TASK DIRECTIONS
Extract from the listing below every line that contains the word "wheel".

MATERIAL PROVIDED
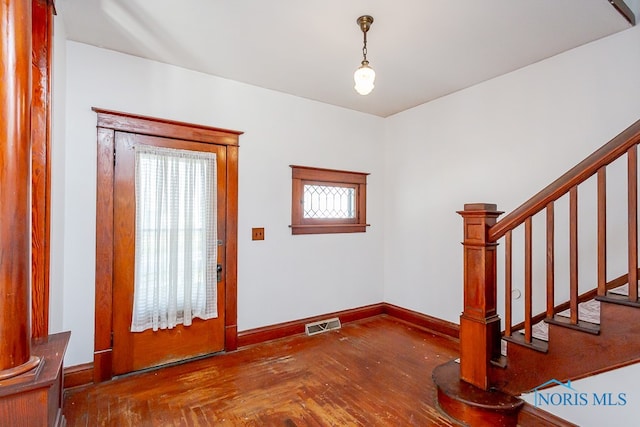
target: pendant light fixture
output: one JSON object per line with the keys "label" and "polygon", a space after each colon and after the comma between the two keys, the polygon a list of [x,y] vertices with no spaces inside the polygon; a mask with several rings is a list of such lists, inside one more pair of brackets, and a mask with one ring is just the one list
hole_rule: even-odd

==

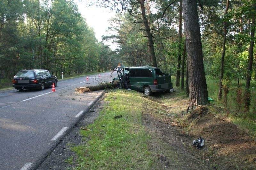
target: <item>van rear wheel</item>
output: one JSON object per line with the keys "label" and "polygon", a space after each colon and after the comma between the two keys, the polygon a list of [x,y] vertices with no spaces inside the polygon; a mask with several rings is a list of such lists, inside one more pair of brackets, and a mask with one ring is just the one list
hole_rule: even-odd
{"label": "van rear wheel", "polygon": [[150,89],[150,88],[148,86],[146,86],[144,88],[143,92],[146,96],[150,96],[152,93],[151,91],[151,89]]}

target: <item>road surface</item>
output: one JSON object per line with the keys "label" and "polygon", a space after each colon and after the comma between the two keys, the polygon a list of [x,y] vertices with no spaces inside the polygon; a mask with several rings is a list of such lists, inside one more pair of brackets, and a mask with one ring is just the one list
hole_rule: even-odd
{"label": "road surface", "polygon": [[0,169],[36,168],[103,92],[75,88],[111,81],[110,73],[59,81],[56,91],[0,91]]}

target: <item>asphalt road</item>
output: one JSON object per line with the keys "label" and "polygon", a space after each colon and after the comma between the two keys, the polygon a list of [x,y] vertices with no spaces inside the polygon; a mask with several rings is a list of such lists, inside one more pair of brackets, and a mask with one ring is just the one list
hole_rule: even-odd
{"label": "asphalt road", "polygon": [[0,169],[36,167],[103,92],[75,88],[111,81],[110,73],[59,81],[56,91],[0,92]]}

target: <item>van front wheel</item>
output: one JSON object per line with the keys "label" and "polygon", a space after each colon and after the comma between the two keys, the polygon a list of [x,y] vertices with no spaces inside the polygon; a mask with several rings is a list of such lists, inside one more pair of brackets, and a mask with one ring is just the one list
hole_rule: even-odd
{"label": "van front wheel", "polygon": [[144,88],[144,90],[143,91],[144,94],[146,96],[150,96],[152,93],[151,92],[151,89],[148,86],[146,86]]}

CORRECT ANSWER
target: <item>van rear wheel</item>
{"label": "van rear wheel", "polygon": [[150,89],[150,88],[148,86],[146,86],[144,88],[143,92],[146,96],[150,96],[152,93],[151,91],[151,89]]}
target: <item>van front wheel</item>
{"label": "van front wheel", "polygon": [[144,88],[144,90],[143,91],[144,94],[146,96],[150,96],[152,93],[151,92],[151,89],[148,86],[146,86]]}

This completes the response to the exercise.